**DATA TO PROCESS**
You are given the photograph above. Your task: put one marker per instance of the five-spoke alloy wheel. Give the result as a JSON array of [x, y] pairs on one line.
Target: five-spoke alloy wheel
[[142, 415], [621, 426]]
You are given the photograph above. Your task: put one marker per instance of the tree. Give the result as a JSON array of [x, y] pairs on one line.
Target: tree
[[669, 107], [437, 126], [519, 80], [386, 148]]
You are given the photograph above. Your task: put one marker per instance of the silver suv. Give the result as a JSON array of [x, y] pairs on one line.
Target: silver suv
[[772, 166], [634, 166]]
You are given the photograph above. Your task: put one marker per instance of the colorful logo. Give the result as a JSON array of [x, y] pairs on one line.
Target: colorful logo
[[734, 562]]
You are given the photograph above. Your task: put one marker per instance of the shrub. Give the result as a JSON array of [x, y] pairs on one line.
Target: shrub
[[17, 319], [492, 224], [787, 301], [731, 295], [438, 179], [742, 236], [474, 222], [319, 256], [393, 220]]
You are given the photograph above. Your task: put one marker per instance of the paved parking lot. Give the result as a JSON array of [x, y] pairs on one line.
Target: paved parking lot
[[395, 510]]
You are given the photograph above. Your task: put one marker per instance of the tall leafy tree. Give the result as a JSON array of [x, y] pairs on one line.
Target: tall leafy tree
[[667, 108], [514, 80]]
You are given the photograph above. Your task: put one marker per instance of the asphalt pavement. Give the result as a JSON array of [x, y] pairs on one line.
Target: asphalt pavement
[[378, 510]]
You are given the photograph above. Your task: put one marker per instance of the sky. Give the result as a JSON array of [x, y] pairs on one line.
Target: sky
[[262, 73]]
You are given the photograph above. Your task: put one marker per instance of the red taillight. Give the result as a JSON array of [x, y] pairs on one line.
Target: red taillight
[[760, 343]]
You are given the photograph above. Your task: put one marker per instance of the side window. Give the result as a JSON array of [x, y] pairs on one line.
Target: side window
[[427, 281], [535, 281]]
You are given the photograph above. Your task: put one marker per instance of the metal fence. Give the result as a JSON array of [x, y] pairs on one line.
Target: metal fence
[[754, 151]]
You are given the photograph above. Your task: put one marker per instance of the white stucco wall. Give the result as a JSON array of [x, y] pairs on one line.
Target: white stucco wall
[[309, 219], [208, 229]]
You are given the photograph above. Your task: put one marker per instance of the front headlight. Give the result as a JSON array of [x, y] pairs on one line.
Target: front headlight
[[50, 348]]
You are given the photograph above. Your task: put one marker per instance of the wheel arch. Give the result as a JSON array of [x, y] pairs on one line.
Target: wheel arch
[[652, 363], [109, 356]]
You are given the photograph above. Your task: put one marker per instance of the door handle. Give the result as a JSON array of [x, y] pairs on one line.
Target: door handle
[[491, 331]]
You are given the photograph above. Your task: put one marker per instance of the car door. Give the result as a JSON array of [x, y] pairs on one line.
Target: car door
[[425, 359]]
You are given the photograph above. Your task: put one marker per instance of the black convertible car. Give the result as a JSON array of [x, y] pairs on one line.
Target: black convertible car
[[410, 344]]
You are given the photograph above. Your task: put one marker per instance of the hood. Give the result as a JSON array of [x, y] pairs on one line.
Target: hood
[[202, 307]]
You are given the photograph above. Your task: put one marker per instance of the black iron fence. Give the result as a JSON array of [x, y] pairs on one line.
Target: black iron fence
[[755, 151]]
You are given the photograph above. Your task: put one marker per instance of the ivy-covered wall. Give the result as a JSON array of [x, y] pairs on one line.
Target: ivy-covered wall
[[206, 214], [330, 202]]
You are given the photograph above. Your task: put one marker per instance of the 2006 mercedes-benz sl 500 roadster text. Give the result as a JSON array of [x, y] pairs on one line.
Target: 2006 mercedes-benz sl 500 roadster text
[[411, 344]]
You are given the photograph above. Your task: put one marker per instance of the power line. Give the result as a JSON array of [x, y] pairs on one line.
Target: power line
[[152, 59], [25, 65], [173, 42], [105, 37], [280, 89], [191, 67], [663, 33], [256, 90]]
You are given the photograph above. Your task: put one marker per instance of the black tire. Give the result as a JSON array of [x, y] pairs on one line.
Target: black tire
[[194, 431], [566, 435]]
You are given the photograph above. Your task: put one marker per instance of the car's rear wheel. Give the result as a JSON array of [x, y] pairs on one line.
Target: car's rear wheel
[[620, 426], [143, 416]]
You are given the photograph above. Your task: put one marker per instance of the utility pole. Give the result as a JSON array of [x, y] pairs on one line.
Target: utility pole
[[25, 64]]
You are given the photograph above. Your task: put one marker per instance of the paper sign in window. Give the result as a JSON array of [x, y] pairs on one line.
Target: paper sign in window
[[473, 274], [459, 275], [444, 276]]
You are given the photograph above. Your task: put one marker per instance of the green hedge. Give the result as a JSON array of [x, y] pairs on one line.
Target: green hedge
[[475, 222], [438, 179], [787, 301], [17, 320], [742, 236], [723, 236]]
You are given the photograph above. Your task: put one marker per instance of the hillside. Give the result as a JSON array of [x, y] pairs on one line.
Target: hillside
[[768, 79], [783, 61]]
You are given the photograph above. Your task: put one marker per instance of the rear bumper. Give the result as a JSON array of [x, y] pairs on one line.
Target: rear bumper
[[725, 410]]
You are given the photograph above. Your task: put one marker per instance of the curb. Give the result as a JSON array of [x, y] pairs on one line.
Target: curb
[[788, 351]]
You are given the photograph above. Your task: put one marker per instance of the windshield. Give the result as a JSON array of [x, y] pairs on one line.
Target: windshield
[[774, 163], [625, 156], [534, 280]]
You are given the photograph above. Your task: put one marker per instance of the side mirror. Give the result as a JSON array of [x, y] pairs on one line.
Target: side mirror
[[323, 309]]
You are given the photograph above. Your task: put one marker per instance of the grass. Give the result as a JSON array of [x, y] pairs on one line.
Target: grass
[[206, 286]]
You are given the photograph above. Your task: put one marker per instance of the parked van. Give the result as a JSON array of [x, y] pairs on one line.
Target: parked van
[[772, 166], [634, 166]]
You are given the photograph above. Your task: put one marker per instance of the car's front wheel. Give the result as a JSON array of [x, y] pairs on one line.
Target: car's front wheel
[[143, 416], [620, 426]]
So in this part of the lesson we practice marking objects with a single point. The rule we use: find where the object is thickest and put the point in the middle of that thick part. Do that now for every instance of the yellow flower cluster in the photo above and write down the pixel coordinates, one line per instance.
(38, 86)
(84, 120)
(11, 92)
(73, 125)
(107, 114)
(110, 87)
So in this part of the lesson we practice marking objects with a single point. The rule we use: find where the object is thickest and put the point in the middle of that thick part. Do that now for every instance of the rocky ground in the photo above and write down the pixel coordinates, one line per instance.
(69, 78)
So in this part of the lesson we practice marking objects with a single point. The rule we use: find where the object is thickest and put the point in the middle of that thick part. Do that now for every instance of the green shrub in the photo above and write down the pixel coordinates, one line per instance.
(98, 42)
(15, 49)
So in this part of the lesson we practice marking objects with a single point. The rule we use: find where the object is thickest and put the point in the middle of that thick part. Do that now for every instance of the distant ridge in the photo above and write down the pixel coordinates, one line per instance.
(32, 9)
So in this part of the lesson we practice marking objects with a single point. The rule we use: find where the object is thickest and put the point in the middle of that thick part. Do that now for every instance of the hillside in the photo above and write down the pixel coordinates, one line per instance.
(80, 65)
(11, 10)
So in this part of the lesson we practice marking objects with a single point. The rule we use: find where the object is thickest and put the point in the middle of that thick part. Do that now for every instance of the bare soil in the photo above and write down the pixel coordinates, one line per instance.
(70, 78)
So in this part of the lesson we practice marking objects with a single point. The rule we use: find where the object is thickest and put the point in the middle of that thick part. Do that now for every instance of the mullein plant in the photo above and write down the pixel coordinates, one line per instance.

**WHAT TO DO**
Convert all of the data above into a Markdown table with the columns "No." and "Entry", giving each line its own numbered row and leaving out any blank lines.

**EXERCISE ANSWER**
| No. | Entry |
|---|---|
| 1 | You are given the photograph above. Your task: put one marker per instance of the five-spoke alloy wheel. Give the result as a JSON array of [x, y] pairs on one line. |
| 2 | Target: five-spoke alloy wheel |
| 3 | [[142, 415], [621, 426]] |
| 4 | You are given the photograph above. Your task: put one marker per instance of the tree. Give the result as a JSON array of [x, y] pairs on one line. |
| 5 | Target: tree |
| 6 | [[669, 107], [437, 126], [519, 80], [386, 148]] |
| 7 | You are given the photograph above. Your task: put one marker per instance of the silver suv. Give the result as a JSON array of [x, y] pairs on one line. |
| 8 | Target: silver suv |
| 9 | [[772, 166], [634, 166]] |
| 10 | You are given the photograph above. Your task: put one marker per instance of the colorful logo. Give the result as a JSON array of [x, y] pairs on one line. |
| 11 | Target: colorful logo |
| 12 | [[734, 562]] |
| 13 | You are given the photograph above. Your task: put one marker per instance of the shrub. Give the result as a JSON array of [x, y] pairs on one line. |
| 14 | Target: shrub |
| 15 | [[17, 319], [492, 224], [787, 301], [731, 295], [438, 179], [742, 236], [474, 222], [319, 256], [393, 220]] |
| 16 | You are given the photograph above. Your task: put one marker per instance of the paved parking lot. Give the result as a JSON array of [x, y] pairs on one line. |
| 17 | Target: paved parking lot |
| 18 | [[395, 510]] |
| 19 | You are given the photograph above. Your task: put one marker per instance of the tall leafy tree. Give the result as a JSON array of [x, y] pairs on one line. |
| 20 | Target: tall leafy tree |
| 21 | [[667, 108], [514, 80]] |
| 22 | You are given the photograph above. Your task: put one marker per instance of the asphalt pavement. Give the result as a JSON array of [x, y] pairs on one line. |
| 23 | Target: asphalt pavement |
| 24 | [[378, 510]] |
| 25 | You are given the photograph above. Your task: put one marker per instance of the sky. Give the result as a JSON array of [x, y] pairs on one line. |
| 26 | Target: sky |
| 27 | [[262, 73]] |
| 28 | You are given the photograph above. Your task: put one marker per instance of the red taillight. Give the result as a JSON array of [x, y] pairs on one line. |
| 29 | Target: red taillight |
| 30 | [[760, 343]] |
| 31 | You are given the photograph above. Your task: put one marker per instance of the side window. Give the result as a JSON array of [x, y] pairs on one line. |
| 32 | Target: side window |
| 33 | [[427, 281], [535, 281]] |
| 34 | You are given the photograph above. Your task: put one marker per instance of the metal fence. Give the result as a JSON array of [x, y] pairs on one line. |
| 35 | Target: metal fence |
| 36 | [[754, 151]] |
| 37 | You are given the photograph above. Your task: put one marker per instance of the white stucco wall. Give the result as a JSON array of [x, y] pairs on one line. |
| 38 | Target: white stucco wall |
| 39 | [[309, 219], [208, 229]] |
| 40 | You are given the photograph above. Your task: put one marker per instance of the front headlight. Give the result as a JSON array of [x, y] pairs on one line. |
| 41 | Target: front headlight |
| 42 | [[50, 348]] |
| 43 | You are given the photograph above. Your task: put one marker per instance of the wheel arch. Give the result as a JSON array of [x, y] pairs on one line. |
| 44 | Target: wheel arch |
| 45 | [[652, 363], [109, 356]] |
| 46 | You are given the photograph above. Your task: put one marker per instance of the door handle. Give the result as a JSON array of [x, y] pairs on one line. |
| 47 | Target: door handle |
| 48 | [[491, 331]] |
| 49 | You are given the photograph above. Your task: put one marker per instance of the car door. Give the result as a JSON array of [x, y] pairs on one line. |
| 50 | Target: car door |
| 51 | [[425, 359]] |
| 52 | You are given the photograph above. Your task: put one marker per instance of the black convertible car. Give the result as a JSON array of [x, y] pairs on one line. |
| 53 | Target: black convertible car |
| 54 | [[410, 344]] |
| 55 | You are given the photograph above. Your task: put one marker per instance of the hood. Give the result as a JSON array of [x, y] pairs on one line. |
| 56 | Target: hood |
| 57 | [[202, 307]] |
| 58 | You are given the photograph above. Your task: put one marker per instance of the black iron fence. Give the result as a JSON array of [x, y] pairs on one line. |
| 59 | Target: black iron fence |
| 60 | [[755, 151]] |
| 61 | You are given the photograph above. Your task: put one marker per instance of the ivy-covered wall. Give the result as a JSON array of [x, y] pairs on one line. |
| 62 | Target: ivy-covered wall |
| 63 | [[206, 214], [330, 202]] |
| 64 | You are given the photograph above. Your task: put one marker per instance of the 2006 mercedes-benz sl 500 roadster text. Give the result as a JSON array of [x, y] pairs on one line. |
| 65 | Target: 2006 mercedes-benz sl 500 roadster text |
| 66 | [[411, 344]] |
| 67 | You are given the photograph above. Your task: put one marker per instance of the power line. Give the result as a JSON array of [x, y] pairs on one line. |
| 68 | Target: power line |
| 69 | [[152, 59], [25, 65], [173, 42], [105, 37], [280, 89], [191, 67], [663, 33], [256, 90]] |
| 70 | You are given the photograph above. Your task: put one marker per instance of the black tire. Give the result as a JSON array of [x, y] pairs on one line. |
| 71 | Target: black tire |
| 72 | [[194, 431], [566, 435]] |
| 73 | You are given the photograph above. Your task: put one marker per instance of the car's rear wheel. Give the result as a JSON array of [x, y] pairs on one line. |
| 74 | Target: car's rear wheel |
| 75 | [[620, 426], [143, 416]] |
| 76 | You are given the photograph above. Your task: put one marker per instance of the utility pole. Give the result as a JSON array of [x, y] pairs on one line. |
| 77 | Target: utility pole |
| 78 | [[25, 64]] |
| 79 | You are given the photograph above. Your task: put one marker per instance of the paper sign in window. Give the result as a JSON array of [x, y] pairs on one line. |
| 80 | Target: paper sign in window |
| 81 | [[473, 274], [459, 275], [444, 276]] |
| 82 | You are given the photograph above. Your task: put one marker per instance of the green hedge. Give the result as a JSON array of [x, y] pairs on one line. |
| 83 | Target: green hedge |
| 84 | [[475, 222], [438, 179], [787, 301], [17, 320], [742, 236], [723, 236]] |
| 85 | You are given the photograph above. Your task: put one marker per instance of the hillside. Give the result as a JSON array of [x, y] pairs on one line. |
| 86 | Target: hillside |
| 87 | [[768, 79], [783, 61]] |
| 88 | You are given the photograph above. Your task: put one marker per instance of the rear bumper. Give the result as a JSON array of [x, y] pairs on one line. |
| 89 | Target: rear bumper |
| 90 | [[725, 410]] |
| 91 | You are given the photograph above. Your task: put one marker per instance of the curb. Give the result as a JSON array of [x, y] pairs on one line. |
| 92 | Target: curb |
| 93 | [[788, 351]] |
| 94 | You are given the photograph above. Your task: put one marker per instance of the windshield. Give the result as a JSON array of [x, y] pairs on one line. |
| 95 | Target: windshield |
| 96 | [[774, 163], [625, 156], [534, 280]] |
| 97 | You are given the photograph above. Your task: put one marker per instance of the side mirror. Give the result as a JSON array of [x, y] pairs on one line. |
| 98 | Target: side mirror |
| 99 | [[323, 309]] |
| 100 | You are given the photograph above. Your task: put one marker per instance of the grass. Give the result as a JSON array of [x, y] pairs on one line. |
| 101 | Target: grass |
| 102 | [[206, 286]] |
| 103 | You are given the photograph above. Your task: put one marker per instance of the parked van. Give the result as a JSON array of [x, y] pairs on one line. |
| 104 | Target: parked van |
| 105 | [[772, 166], [634, 166]] |
| 106 | You are given the photograph above. Your task: put one marker per instance of the car's front wheel. Give the result as a JSON array of [x, y] pairs on one line. |
| 107 | Target: car's front wheel |
| 108 | [[143, 416], [620, 426]] |
| 109 | So in this part of the lesson we practice marking objects with a single point. The rule we use: find where the object is thickest and put the point in the middle of that thick part. Do that now for every instance of the yellow flower cluster in the photo above and write down the pixel coordinates, one line per instance. |
| 110 | (38, 86) |
| 111 | (84, 120) |
| 112 | (11, 92) |
| 113 | (73, 125) |
| 114 | (107, 114) |
| 115 | (110, 87) |
| 116 | So in this part of the lesson we practice marking objects with a single point. The rule we use: find where the object is thickest and put the point in the middle of that thick part. Do that now for every instance of the rocky ground in the photo above and write down the pixel coordinates, one line per instance. |
| 117 | (69, 78) |
| 118 | So in this part of the lesson we practice marking objects with a single point. The rule we use: find where the object is thickest and put the point in the middle of that thick part. Do that now for every instance of the green shrub in the photo above and write down the pixel coordinates, one line per instance. |
| 119 | (98, 42) |
| 120 | (15, 49) |
| 121 | So in this part of the lesson we practice marking objects with a single point. The rule we use: find where the object is thickest and put the point in the middle of that thick part. Do that now for every instance of the distant ridge in the photo above and write down the pixel coordinates, one line per instance. |
| 122 | (32, 9) |
| 123 | So in this part of the lesson we practice marking objects with a single point. The rule we use: find where the object is thickest and put the point in the middle of that thick part. Do that now for every instance of the hillside in the photo above and write down the pixel coordinates, one line per instance. |
| 124 | (80, 65) |
| 125 | (11, 10) |
| 126 | So in this part of the lesson we practice marking objects with a single point. The rule we use: find where the object is thickest and put the point in the middle of that thick part. Do that now for every instance of the bare soil in the photo above and write down the pixel coordinates, one line per instance. |
| 127 | (70, 78) |
| 128 | So in this part of the lesson we practice marking objects with a single point. The rule we use: find where the object is thickest and put the point in the middle of that thick part. Do that now for every instance of the mullein plant in the photo above and write down the pixel coordinates, one line per instance. |